Task to carry out
Nothing is needed except the lines below that run from the one with "print, one point per instance." through the one with "mesa, one point per instance.", repeated exactly.

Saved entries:
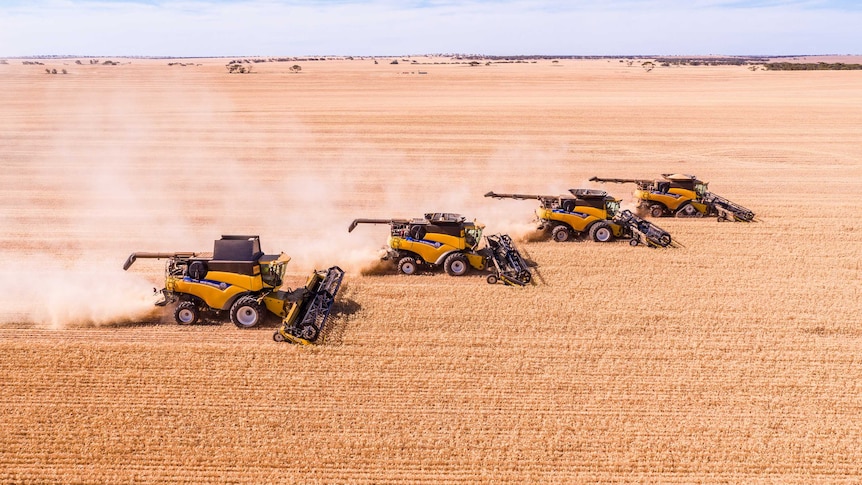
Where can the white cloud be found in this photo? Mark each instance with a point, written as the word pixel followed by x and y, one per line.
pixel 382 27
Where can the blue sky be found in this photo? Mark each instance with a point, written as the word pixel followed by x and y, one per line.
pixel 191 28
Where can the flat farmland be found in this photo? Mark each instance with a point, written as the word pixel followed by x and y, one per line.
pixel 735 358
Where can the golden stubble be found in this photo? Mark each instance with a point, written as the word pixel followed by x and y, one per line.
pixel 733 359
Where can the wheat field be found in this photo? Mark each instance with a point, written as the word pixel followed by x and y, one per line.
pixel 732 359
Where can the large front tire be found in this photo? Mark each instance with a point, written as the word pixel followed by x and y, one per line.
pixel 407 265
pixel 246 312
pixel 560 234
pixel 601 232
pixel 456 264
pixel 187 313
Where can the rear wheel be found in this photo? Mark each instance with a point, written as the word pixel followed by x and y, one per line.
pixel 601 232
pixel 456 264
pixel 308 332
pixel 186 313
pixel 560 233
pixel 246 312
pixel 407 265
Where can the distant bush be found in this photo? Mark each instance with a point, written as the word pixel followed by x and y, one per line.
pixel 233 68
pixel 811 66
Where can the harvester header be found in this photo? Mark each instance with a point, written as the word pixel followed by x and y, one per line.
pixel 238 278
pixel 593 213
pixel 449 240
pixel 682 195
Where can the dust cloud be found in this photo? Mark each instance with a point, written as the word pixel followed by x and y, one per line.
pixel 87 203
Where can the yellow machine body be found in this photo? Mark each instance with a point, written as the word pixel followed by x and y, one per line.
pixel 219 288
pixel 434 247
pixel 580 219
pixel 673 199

--

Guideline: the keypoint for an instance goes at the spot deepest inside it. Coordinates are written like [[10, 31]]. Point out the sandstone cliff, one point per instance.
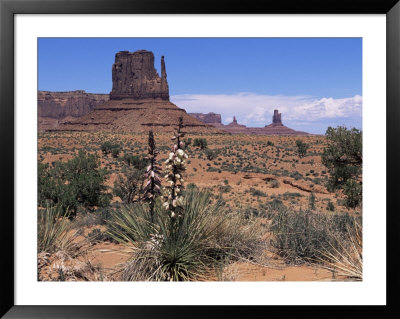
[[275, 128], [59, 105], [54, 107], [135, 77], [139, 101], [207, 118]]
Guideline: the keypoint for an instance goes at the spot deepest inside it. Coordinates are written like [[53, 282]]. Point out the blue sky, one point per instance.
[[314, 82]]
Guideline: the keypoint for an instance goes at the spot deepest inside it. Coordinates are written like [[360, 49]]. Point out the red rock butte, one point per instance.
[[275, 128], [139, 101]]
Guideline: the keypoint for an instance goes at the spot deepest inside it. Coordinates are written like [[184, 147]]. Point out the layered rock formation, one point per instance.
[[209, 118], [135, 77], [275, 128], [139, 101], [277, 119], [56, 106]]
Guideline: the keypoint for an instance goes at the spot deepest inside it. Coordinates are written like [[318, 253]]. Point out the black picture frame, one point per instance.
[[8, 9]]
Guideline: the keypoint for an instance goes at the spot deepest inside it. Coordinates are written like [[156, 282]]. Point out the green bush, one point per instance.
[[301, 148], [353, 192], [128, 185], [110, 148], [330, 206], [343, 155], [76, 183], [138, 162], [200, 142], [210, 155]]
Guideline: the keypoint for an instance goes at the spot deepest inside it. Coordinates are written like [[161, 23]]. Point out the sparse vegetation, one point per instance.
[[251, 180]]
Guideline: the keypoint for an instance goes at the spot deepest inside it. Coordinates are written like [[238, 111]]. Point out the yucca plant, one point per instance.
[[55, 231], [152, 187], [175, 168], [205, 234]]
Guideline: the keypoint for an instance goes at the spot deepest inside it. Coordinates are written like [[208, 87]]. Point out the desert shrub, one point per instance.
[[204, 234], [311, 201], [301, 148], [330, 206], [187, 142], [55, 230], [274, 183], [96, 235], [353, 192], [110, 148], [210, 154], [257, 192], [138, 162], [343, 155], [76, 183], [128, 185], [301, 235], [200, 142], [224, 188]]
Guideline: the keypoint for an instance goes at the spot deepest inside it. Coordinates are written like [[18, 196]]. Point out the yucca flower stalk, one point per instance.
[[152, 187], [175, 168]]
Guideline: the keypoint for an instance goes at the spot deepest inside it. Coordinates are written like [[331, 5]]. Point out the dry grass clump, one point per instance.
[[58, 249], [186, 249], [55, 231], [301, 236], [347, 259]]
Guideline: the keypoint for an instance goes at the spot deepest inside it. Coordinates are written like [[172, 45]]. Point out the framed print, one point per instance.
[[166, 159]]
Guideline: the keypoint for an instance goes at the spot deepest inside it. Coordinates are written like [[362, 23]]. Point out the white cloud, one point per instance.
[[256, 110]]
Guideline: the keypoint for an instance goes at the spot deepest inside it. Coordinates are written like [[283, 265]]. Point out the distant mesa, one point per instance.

Response
Guideline: the keypoint for an instance goes at the spot deepest inside it. Coordinates are written like [[172, 45]]. Point out the framed print, one point per instance.
[[166, 159]]
Guideline: the keypoint for an instance goes at the spot deepest inside it. Coordinates are written like [[362, 23]]. Point out the white cloud, one point per instance.
[[256, 110]]
Guideline: the keypoint for an instance goes at the spot deepest inside it. Coordinates are written like [[283, 265]]. Point out the distant mesa, one point per instance.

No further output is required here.